Please shift every point in the records between the lines holding "Target = crowd of marching people" and "x=176 y=377", inclusive, by adding 47 to both its x and y coordinates. Write out every line of that span again, with only those coordinate values changed.
━━━ PROVIDED ENTRIES ━━━
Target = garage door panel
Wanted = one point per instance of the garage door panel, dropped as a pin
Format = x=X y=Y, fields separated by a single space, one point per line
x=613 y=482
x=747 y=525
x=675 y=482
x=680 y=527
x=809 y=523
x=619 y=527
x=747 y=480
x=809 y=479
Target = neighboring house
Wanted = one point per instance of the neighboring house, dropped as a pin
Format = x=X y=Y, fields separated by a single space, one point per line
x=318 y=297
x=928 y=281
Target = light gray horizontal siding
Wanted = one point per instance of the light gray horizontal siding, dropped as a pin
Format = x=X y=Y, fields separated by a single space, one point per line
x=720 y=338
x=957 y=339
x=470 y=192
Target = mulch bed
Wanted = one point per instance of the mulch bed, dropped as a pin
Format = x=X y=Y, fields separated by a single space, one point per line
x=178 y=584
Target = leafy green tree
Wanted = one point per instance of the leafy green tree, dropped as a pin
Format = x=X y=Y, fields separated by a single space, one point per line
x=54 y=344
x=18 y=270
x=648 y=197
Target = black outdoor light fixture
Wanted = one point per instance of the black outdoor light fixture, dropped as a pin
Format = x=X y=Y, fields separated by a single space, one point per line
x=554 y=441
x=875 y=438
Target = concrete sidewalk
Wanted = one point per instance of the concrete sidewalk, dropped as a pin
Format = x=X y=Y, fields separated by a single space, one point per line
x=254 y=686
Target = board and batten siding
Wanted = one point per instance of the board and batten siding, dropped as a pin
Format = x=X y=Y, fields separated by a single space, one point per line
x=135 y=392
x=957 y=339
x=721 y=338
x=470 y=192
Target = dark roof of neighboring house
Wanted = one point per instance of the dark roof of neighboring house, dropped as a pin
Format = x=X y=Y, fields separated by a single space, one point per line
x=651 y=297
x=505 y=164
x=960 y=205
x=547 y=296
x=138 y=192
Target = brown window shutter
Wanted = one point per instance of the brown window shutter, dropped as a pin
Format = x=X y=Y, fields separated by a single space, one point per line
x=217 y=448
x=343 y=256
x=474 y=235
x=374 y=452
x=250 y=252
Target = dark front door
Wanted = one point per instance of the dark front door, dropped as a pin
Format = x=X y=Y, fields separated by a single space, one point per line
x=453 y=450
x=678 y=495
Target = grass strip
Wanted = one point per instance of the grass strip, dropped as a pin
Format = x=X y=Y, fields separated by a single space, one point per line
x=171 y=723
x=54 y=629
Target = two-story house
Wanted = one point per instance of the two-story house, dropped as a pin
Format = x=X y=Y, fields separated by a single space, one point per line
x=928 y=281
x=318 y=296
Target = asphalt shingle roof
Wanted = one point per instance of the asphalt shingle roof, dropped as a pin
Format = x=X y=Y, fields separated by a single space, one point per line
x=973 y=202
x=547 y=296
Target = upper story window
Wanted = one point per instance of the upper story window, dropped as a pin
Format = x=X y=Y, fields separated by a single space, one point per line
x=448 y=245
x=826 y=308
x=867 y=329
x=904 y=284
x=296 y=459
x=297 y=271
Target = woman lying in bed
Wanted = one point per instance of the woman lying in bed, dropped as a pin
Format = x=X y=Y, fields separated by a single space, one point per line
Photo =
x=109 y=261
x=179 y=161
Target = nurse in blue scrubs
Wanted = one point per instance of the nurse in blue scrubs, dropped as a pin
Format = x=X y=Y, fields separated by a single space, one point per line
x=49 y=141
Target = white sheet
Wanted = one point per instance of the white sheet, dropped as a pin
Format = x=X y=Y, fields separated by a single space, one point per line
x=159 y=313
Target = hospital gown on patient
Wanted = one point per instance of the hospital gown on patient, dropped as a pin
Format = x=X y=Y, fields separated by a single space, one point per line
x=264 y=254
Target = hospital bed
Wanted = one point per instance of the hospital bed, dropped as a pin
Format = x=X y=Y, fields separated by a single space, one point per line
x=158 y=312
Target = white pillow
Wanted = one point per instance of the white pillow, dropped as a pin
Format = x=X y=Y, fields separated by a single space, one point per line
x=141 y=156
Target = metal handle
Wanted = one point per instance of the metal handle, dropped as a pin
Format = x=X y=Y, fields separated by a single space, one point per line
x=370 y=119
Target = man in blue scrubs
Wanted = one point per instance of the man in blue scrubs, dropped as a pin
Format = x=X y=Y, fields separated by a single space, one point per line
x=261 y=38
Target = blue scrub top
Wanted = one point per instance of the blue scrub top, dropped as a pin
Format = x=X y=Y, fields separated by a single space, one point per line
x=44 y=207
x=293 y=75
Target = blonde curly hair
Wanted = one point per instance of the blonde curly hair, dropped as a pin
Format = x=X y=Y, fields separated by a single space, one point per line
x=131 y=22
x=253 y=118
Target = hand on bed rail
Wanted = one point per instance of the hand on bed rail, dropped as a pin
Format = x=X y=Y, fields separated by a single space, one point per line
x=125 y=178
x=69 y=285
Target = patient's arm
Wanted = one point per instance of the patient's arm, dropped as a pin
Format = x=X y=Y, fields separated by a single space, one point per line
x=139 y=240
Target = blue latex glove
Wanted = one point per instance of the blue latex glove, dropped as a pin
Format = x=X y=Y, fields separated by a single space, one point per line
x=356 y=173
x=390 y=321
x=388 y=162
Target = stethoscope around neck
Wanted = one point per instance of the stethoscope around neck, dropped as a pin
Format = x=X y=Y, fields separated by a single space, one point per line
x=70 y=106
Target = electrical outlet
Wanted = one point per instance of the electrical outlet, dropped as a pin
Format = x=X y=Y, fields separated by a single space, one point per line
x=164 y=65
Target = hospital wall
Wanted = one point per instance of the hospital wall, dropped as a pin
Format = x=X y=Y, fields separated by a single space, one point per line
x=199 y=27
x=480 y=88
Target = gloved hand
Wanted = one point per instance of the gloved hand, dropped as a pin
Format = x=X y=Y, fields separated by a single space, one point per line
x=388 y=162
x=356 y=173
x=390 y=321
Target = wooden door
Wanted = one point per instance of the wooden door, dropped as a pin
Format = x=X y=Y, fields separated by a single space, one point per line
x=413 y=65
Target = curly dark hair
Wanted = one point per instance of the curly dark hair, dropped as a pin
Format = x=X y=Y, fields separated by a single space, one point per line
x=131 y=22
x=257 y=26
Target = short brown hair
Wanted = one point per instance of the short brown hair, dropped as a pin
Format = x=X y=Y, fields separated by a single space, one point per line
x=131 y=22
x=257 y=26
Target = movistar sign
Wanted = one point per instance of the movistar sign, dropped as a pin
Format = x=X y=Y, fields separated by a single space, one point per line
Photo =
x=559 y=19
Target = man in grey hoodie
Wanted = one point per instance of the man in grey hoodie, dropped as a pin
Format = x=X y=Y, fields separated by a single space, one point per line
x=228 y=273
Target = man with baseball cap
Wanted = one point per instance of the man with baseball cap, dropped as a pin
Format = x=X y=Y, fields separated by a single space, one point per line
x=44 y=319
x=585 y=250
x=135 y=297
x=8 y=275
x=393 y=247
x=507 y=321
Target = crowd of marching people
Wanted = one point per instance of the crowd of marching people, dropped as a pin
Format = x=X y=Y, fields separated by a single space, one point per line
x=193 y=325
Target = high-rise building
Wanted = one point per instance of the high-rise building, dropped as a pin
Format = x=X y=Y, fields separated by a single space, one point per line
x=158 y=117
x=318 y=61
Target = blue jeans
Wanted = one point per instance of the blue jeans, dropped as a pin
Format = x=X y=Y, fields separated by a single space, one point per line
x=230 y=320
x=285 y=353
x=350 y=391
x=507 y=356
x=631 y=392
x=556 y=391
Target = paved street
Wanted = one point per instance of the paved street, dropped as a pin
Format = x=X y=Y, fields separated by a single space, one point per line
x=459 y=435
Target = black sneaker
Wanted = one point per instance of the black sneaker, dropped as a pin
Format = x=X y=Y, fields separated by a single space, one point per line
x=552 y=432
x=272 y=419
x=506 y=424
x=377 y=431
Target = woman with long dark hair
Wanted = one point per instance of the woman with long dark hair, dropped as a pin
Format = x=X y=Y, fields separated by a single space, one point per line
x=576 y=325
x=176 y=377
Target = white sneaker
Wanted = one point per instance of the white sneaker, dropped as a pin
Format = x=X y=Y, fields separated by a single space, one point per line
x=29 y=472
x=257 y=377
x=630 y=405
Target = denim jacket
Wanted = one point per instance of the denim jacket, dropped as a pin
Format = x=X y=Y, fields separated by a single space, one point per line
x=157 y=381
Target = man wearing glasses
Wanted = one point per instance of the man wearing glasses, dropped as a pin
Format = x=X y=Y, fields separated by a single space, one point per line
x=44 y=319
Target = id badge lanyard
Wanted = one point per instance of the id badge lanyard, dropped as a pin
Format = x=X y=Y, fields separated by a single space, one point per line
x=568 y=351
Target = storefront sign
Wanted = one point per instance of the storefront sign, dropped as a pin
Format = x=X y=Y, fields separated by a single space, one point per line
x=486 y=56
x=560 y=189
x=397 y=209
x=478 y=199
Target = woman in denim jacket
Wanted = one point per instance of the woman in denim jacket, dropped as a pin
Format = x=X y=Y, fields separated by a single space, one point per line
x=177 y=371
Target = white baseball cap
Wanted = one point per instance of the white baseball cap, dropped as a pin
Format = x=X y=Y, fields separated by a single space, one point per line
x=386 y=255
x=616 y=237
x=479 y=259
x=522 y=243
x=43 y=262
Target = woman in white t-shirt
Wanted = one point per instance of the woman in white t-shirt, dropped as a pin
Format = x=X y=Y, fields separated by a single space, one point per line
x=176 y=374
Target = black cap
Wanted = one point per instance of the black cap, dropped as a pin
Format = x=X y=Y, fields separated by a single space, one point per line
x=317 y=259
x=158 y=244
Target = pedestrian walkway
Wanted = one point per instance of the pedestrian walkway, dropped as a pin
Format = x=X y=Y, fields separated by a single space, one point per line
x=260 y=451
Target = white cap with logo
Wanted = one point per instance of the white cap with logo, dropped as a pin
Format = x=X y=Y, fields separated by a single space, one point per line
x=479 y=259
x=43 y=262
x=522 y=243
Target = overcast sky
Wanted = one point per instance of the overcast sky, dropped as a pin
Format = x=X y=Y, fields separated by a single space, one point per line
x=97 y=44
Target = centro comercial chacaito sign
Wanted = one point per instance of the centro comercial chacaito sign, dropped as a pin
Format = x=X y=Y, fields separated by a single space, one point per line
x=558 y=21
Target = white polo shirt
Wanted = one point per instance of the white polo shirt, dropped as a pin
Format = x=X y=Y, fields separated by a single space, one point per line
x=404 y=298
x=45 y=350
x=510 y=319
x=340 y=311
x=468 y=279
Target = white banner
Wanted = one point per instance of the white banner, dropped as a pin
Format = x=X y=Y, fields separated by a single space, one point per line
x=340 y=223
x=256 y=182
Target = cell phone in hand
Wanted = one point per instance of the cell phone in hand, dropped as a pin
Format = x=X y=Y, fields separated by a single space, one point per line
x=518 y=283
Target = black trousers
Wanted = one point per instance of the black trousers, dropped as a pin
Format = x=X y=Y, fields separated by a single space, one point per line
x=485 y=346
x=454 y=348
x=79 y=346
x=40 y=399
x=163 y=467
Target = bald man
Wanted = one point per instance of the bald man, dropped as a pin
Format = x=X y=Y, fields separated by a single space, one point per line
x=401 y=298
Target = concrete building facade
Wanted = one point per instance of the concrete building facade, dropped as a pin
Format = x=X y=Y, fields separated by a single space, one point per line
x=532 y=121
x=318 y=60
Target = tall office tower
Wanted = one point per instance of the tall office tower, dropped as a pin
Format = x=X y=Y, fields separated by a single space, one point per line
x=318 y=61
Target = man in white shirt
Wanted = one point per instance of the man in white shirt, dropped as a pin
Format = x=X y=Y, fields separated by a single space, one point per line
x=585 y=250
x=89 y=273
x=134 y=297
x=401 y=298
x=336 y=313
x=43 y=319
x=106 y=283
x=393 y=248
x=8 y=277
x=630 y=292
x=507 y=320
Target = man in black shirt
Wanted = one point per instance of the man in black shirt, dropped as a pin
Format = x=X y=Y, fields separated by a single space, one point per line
━━━
# [EXPECTED ANSWER]
Target = crowd of marching people
Wanted = one point per instance of the crowd of marching people, dropped as a pin
Format = x=X y=Y, fields separated by a single space, one point per line
x=240 y=372
Target = high-rise building
Wanted = one point per instance of the high-rise building, dropped as a pin
Format = x=X y=Y, fields separated by a single space, one point per line
x=205 y=164
x=365 y=108
Target = blue jeans
Wanted = one point per instance of the blue jeans, dropped as a pin
Format = x=X y=Y, fields separated by a single space, one point per line
x=277 y=367
x=332 y=400
x=397 y=438
x=554 y=403
x=678 y=439
x=603 y=438
Target = paved street
Wanted = one point per instance of the paved street, dropped as a pin
Format = x=X y=Y, fields separated by a single space, one point per line
x=506 y=482
Target = black sneaker
Wanted = one point per instance of the black sneaker, dropped as a pin
Format = x=X y=Y, fields separated by a single space, one point per line
x=599 y=479
x=319 y=466
x=553 y=471
x=424 y=478
Target = woman with long dark hair
Wanted = one point per instance of the woman with long dark hair, dropped as a pin
Format = x=X y=Y, fields separated by a single space, one point per line
x=623 y=372
x=223 y=424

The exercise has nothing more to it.